:: Provided records ::
━━━
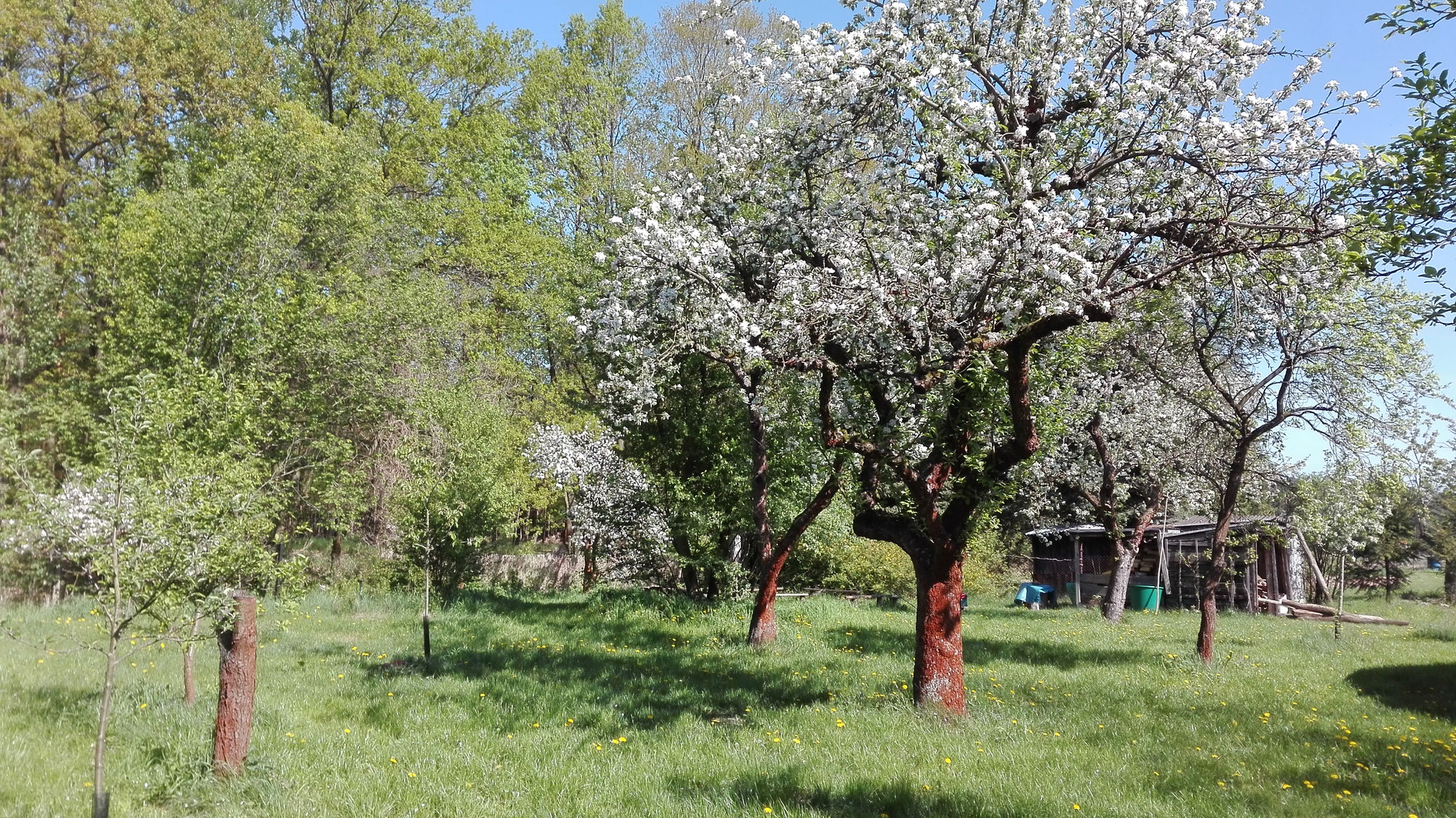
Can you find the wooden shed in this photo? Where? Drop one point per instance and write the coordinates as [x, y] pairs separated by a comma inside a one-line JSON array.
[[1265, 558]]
━━━
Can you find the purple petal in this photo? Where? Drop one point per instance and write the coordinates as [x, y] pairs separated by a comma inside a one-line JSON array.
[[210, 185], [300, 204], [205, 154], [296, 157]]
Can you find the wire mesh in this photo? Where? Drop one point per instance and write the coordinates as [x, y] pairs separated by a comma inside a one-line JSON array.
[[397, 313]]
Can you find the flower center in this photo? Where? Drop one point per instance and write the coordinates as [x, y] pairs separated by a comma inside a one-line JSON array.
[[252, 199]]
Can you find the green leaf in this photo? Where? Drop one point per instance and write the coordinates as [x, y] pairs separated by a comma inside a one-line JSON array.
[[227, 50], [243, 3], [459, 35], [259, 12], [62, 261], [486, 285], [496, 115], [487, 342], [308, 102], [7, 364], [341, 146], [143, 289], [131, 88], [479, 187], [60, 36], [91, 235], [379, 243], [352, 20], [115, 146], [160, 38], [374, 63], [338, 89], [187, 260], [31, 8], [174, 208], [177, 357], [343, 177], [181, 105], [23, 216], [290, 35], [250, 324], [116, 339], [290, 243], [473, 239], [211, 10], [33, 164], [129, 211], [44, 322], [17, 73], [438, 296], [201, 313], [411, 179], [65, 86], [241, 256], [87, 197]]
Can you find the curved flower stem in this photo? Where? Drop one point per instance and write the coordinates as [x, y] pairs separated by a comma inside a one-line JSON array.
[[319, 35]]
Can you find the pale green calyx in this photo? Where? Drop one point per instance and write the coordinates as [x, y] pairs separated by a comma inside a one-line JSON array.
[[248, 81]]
━━━
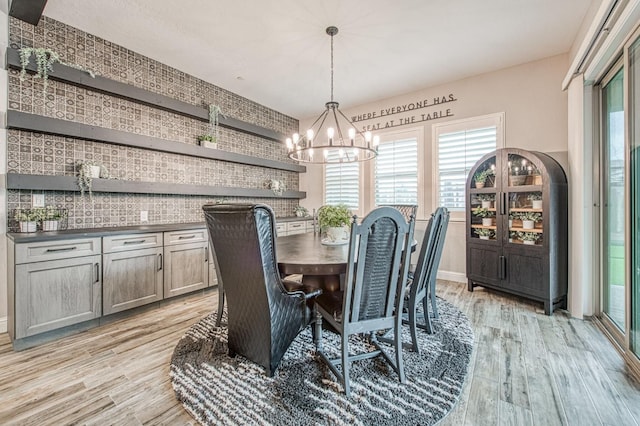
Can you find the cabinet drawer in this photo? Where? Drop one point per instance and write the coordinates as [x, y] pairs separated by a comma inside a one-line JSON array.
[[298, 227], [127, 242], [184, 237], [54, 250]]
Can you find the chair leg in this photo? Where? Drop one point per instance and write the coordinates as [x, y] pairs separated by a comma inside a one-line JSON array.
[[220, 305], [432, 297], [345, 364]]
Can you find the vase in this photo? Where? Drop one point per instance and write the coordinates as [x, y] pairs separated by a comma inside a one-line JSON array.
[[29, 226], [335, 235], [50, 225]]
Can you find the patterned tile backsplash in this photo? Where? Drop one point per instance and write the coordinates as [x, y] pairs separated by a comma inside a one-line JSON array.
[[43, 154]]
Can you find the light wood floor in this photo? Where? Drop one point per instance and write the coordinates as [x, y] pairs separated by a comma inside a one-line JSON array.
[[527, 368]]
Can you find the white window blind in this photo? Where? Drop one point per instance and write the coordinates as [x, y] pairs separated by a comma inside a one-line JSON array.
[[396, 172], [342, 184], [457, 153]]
━━━
:: What this task involves ::
Add 104 to every coordinate in the answers of the data, starting with the line that contains "Can you find the vase" and going on through the line that contains "[[396, 172], [342, 184], [457, 153]]", and write out all of those lines again, with every other line in that stretch left as it is.

:: The completed task ::
Can you find the vase in this photo? Where? Drop one point per instance and write the coordinates as [x, y] pairs separated by a comma inside a one-line JSON array.
[[133, 330], [439, 339], [154, 329]]
Can you find the patterned tile backsplash in this photo? Where? Drop one point per instance and write the coordinates as [x, y] pairs separated by a comma inside a one-line JSON array.
[[147, 258]]
Can you find the light wood floor in this photo? Where? Drop one point per instance and write the coordinates as [x, y] pairs separated by a comma inside a one-line JSON array.
[[631, 472]]
Can you find the white window blind in this photo? Where? Drop one point per instance and write the coordinates as [x, y] pairs separated by a comma inside a one-line JSON array.
[[500, 276], [446, 288], [561, 257]]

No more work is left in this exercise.